Exercise:
Repeat the entries below word for word, every line of them.

Object location annotation data

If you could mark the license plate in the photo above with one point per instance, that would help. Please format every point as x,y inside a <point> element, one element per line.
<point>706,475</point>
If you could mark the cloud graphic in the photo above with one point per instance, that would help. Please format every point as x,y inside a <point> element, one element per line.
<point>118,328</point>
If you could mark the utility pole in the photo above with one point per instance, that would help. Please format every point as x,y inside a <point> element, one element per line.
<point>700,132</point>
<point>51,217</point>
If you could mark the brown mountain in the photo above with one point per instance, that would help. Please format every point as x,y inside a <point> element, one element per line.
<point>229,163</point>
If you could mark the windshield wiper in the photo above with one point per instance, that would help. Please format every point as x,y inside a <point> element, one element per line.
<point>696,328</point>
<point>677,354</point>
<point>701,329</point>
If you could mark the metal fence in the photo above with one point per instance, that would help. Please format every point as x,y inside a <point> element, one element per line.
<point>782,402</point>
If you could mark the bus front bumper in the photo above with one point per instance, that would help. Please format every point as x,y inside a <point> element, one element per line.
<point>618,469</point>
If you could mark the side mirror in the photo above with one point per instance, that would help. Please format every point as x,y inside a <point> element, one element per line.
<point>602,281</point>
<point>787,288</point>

Answer to the problem:
If you could mark the license plate in the photo above with one point per instance, that would help. Please format every point as x,y inside a <point> element, one element per line.
<point>706,475</point>
If you could mark the cloud graphic in the photo above with one point per instance, that would help. Please format every point as x,y inside a <point> element, one element per line.
<point>118,328</point>
If you could mark the utility pole in the photo above with one point per instance, that would help. Please format every point as x,y inside a <point> element, one element per line.
<point>700,132</point>
<point>51,217</point>
If you could mark the brown mountain in the photo above with one point per instance, that would help. Please format every point as x,y inside a <point> element, one element per line.
<point>229,163</point>
If you could mark the windshield wiper in the photo above with one point per instance, that would help. Please format every point as x,y inside a <point> element, one element per line.
<point>696,328</point>
<point>677,354</point>
<point>701,329</point>
If you could mark the metal fence in the photo above with one point per instance, that would help. Please format every point as x,y inside a <point> element, one element per line.
<point>782,402</point>
If you could mark the bus front bumper in the photo above with one point per instance, that would help. Please format every point as x,y inside a <point> element, one element per line.
<point>618,469</point>
If you could mark the side mirror in the photo above with one point per instance, that would help. Please format every point as x,y inside a <point> element, one element per line.
<point>602,281</point>
<point>787,288</point>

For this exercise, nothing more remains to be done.